==== Text extract
On the basis of the above results, the basic functionalization scheme of the CNTs by the citric-acid-assisted oxygen plasma treatment is summarized in Figure 8. CNTs are long, web-like, and remain strongly aggregated. When they are dispersed in ethanol by the supersonic treatment, ethanol molecules enter the aggregated parts of the CNTs and weaken the attractive forces between them. When the sonicated CNTs are placed in the citric acid solution, the citrate and hydronium ions attack their weak parts. During the plasma reaction, oxygen, water, and citric acid molecules or ions are fragmented to generate oxygen containing ions, radicals, and CO or CO2, which react with the defect sites [5658]. The CO and CO2 are oxidized to form −COOH groups and attach to the CNT surfaces [59]. Also, the attached −OH groups are further oxidized to form −COOH groups [58, 60]. These functional groups enable the CNTs to readily disperse in water due to hydrogen bonds formed between the carboxylic acid groups and water molecules [61]. The negatively charged surfaces of the CNTs repel each other and prevent them from coagulating. The polar interactions of the functional groups with the water molecules reduce the settling speed of the f-CNTs [56].

Hussain et al. functionalized CNTs by H2O plasma treatment under controlled environment. Through the controlled functionalization process the electrochemical properties of the CNTs were modified, expanding the range of potential applications of the f-CNTs in the field of energy and environment [62]. The different oxygen containing groups attached on to the surfaces of the nanotubes change the physicochemical properties of the CNTs. After the plasma treatment, the specific capacitance of the CNTs increased from 23 up to 68 Fg−1. Hordy et al. [63] functionalized the grown CNTs via an Ar/O2/C2H6 capacitively coupled RF plasma discharge. CNTs are grown directly from a stainless steel mesh and are subsequently plasma functionalized in the same reactor. The functionalized CNTs removed from the substrate are found to remain stable for extended periods of time. But in this case acidic pre-treatment step were followed and the process needed some complicated steps. Chen et al. [56] worked on attaching functional groups other than oxygen containing groups on to the CNTs, such as amine groups by using a microwave-excited NH3/Ar surface-wave plasma. This functional group improved the hydrophilicity of CNTs, though the atomic composition and structural properties of the f-CNTs were compromised.
========
> [Directive]
Pick up the passage on plasma functionalization of carbon nanotubes after its final sentence and carry it forward.
==== Entries provided
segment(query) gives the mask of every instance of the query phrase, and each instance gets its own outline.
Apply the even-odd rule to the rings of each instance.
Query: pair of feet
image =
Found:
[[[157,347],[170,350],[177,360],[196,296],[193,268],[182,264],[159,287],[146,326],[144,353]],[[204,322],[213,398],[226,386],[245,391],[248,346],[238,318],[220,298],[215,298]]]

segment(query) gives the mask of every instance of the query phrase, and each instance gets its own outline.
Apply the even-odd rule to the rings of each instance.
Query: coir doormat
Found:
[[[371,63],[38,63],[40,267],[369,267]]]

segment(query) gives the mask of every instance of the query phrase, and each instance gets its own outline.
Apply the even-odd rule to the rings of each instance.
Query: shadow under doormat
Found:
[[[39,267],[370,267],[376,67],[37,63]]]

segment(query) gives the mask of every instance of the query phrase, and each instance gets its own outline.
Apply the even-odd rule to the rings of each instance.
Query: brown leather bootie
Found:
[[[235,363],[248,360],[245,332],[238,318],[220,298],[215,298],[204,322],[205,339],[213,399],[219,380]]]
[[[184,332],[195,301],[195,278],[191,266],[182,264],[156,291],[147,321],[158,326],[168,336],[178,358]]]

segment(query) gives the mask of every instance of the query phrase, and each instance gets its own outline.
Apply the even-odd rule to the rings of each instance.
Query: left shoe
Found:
========
==== Entries provided
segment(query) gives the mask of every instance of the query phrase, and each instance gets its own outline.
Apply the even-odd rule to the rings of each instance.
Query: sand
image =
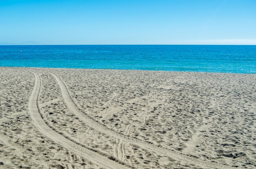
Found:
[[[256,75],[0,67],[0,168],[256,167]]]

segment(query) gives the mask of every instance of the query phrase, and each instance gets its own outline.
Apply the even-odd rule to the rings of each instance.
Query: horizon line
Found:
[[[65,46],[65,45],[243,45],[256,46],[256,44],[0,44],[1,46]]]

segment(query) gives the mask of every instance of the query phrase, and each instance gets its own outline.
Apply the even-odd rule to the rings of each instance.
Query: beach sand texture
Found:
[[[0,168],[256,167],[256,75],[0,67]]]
========
==== Entries provided
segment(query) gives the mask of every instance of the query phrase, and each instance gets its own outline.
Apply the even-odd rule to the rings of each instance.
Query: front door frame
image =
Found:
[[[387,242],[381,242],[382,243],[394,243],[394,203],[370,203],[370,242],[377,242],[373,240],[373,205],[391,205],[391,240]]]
========
> [Response below]
5.2. Properties of the cotton nanocomposites

When the p-cotton textile is dipped into the f-CNT ink it becomes easily coated with the f-CNTs. After sufficient amount of loading (>5.0 wt%), the coated textile shows measurable resistance, R. The schematic setup of the resistance measurement is shown in Figure 9(a). This is owing to the formation of conducting path on the cotton fibers. R values of the coated textile are observed to vary linearly with L. As Wnt increases with the dipping-drying cycles, Rs of the f-CNTs/cotton textile decreases gradually as shown in Figure 9(b). The f-CNTs/cotton textile becomes conductive with Rs ca. 9.65 kΩ/sq, when Wnt is ca. 18.5 wt%. After first and second dipping cycles, only parts of the textile become poorly conductive. However, after 5-6 cycles of dipping, the variation of Rs along the width or length becomes very small indicating the homogenous coating of the cotton textile. Comparing the Rs of the f-CNTs/cotton textiles (ca. 102 kΩ/sq) with those of the p-CNTs/cotton textiles (ca. 105 kΩ/sq) for the same Wnt, it is realized that homogenous dispersion of the CNTs is very important in the coating process. When thickness of the f-CNTs/cotton textile is, b ≈ 0.5 mm, the bulk resistivity, ρ = [R (D × b)]/L, is calculated to be ca. 2.3 kΩ.m, and the conductivity, σ = 1/ρ, is ca. 0.43 S/m.

Figure 9.

(a) Schematic setup of the sheet resistance (Rs) measurement. (b) The Rs versus the loaded f-CNTs, Wnt, in the cotton textile [49].

SEM images of the p-cotton and f-CNTs/cotton textiles at different magnifications are presented in Figure 10. It is observed that the f-CNTs coat the cotton fibers uniformly, and are firmly attached to them as shown in the cross sectional view of the fiber in Figure 10(c). Cotton has hydroxyl groups in the cellulose fibers [13, 22, 64], which enable the f-CNTs to form strong hydrogen bonds with the surfaces of the fibers, resulting in the high density network coating [13, 65, 66].

Figure 10.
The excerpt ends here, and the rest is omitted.